L'étrange appellation de Monsieur Cimetière n'offusque pas Xavier Deflorenne. Ce quadragénaire a pris l'habitude de côtoyer ces lieux installés à l'écart des villes et villages. Il en est même devenu l'ardent défenseur, une sorte de porte-parole entouré de défunts muets.

La prise de conscience de la valeur du patrimoine funéraire est récente à l'échelle humaine. À la fin des années 80, quelques historiens ont commencé à travailler, de manière isolée, sur le patrimoine funéraire local. Ce fut notamment le cas de Xavier Deflorenne, qui a réalisé un mémoire en Histoire de l'Art sur la chapelle funéraire néogothique de Clémentine d'Oultremont, à Houtaing.

Entrées de la collection

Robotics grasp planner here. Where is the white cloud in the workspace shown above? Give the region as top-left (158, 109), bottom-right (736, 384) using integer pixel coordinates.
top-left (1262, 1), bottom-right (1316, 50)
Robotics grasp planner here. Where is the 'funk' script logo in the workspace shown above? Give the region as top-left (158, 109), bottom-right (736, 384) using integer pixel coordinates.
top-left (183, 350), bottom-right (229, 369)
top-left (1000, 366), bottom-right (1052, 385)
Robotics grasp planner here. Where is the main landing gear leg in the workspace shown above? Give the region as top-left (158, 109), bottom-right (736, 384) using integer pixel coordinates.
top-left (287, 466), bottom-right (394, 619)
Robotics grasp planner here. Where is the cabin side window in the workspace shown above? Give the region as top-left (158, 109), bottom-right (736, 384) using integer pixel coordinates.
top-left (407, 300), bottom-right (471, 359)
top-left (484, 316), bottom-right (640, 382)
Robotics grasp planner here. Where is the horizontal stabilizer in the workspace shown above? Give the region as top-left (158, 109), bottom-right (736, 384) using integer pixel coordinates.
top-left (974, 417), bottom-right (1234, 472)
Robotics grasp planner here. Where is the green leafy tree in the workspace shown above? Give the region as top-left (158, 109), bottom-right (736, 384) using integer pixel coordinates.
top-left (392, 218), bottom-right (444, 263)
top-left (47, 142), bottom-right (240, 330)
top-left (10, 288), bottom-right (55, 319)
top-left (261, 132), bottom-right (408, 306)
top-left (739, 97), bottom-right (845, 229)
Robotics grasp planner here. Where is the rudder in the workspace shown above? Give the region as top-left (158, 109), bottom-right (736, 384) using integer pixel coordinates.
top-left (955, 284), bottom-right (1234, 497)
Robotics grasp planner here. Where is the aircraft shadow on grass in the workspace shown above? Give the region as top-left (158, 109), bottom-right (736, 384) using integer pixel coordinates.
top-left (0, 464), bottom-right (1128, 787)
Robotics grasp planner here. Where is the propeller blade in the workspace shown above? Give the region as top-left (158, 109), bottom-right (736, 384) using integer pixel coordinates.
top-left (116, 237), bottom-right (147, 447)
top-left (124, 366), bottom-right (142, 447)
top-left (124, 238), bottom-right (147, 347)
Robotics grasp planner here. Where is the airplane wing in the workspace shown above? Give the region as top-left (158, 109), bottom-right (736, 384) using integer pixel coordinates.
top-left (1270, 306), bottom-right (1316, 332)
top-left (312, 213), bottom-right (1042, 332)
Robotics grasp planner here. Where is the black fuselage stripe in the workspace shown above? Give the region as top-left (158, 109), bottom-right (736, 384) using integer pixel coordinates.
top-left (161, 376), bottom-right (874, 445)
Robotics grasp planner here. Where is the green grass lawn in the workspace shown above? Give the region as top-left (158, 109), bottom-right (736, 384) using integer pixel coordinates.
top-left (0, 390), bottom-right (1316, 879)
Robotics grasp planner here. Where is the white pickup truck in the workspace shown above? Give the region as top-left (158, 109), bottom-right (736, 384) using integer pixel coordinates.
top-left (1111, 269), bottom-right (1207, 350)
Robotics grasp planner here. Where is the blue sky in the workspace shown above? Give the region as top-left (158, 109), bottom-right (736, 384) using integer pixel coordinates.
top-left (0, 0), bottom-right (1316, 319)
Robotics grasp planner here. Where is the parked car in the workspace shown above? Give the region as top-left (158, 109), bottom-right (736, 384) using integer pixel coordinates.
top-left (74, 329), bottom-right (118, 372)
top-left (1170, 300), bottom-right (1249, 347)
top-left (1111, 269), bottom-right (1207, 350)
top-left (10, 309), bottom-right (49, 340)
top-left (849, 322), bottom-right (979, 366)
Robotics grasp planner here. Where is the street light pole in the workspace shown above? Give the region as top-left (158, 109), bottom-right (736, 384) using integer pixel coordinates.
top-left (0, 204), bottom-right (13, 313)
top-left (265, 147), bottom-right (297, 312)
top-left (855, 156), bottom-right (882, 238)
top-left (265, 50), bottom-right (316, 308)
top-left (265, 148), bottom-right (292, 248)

À faire
1: D'après l'extrait, sur quoi portait le mémoire en Histoire de l'Art de Xavier Deflorenne ?
2: Recopiez l'extrait à partir de « L'étrange appellation de » jusqu'à « de défunts muets. » inclus.
3: Relevez toutes les expressions par lesquelles l'extrait désigne Xavier Deflorenne, sans compter son nom ni les pronoms.
Les enregistrements n'ont aucun rôle à jouer ici.

Réponses
1: Sur la chapelle funéraire néogothique de Clémentine d'Oultremont, à Houtaing.

2:
L'étrange appellation de Monsieur Cimetière n'offusque pas Xavier Deflorenne. Ce quadragénaire a pris l'habitude de côtoyer ces lieux installés à l'écart des villes et villages. Il en est même devenu l'ardent défenseur, une sorte de porte-parole entouré de défunts muets.

3: « Monsieur Cimetière », « ce quadragénaire », « l'ardent défenseur », « une sorte de porte-parole »